> _ПИСЬМЕННОЕ ЗАДАНИЕ_
Каким был коэффициент Джини в 2014–2015 гг. по оценкам экспертов Всемирного банка, приведенным в тексте о неравенстве в России?

> _ВЫБРАННЫЙ ТЕКСТ_
· · · · ·
Еще одну историю, не имеющую ничего общего с двумя предыдущими, рассказывают эксперты Всемирного банка [Calvo, Lуpez-Calva, Posad, 2015; Dang et al., 2018]. (Интересно отметить, что их анализ строился на данных, аналогичных тем, которые в качестве точки отсчета использовала команда Пикетти, а именно – на результатах выборочных обследований домохозяйств.) По оценкам двух групп исследователей из Всемирного банка, за последние полтора десятилетия неравенство в России устойчиво и быстро снижалось (рис. XIII.7). С 1998 по 2012 г. коэффициент Джини уменьшился более чем на треть: с 0,48–0,49 в 1996–1998 гг. до 0,31–0,32 в 2014–2015 гг. Столь сильное сжатие неравенства за столь непродолжительный период – это поразительный результат. Здесь не лишним будет напомнить, что согласно первой версии расчетов команды Пикетти, также строившейся на опросных данных (т. е. до добавления данных налоговой статистики), коэффициент Джини по России вовсе не упал за этот период на 16–17 п.п., как полагают эксперты Всемирного банка, а, напротив, вырос на 9 п.п.!
Рис. XIII.5. Динамика коэффициента Джини, Россия, 2003–2016 гг.
Источники: Росстат; [Dang et al., 2018].
Рис. XIII.6. Динамика коэффициента Джини по доходам, Россия, 1980–2015 гг.
Источник: [Novokmet, Piketty, Zucman, 2017].
Наконец, в качестве завершающего штриха сошлемся на оценки для представительной выборки из 53 стран, полученные П. Линдертом, одним из наиболее авторитетных современных исследователей проблем неравенства (скажем, Т. Пикетти активно использовал его данные в своем бестселлере «Капитал в XXI веке»). Важное достоинство сформированной Линдертом базы данных состоит в том, что она содержит страновые оценки коэффициентов Джини как по рыночным, так и по располагаемым доходам [Lindert, 2017].
· · · · ·
> _ИСХОДНЫЕ ДАННЫЕ_
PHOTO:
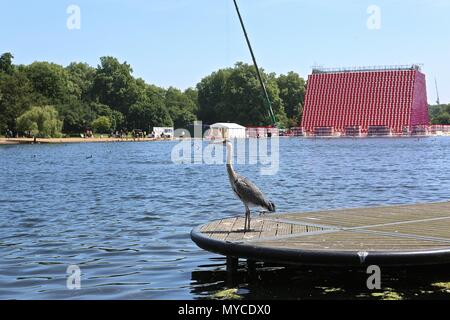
· · · · ·
> _ОТВЕТ К ЗАДАНИЮ_
0,31–0,32.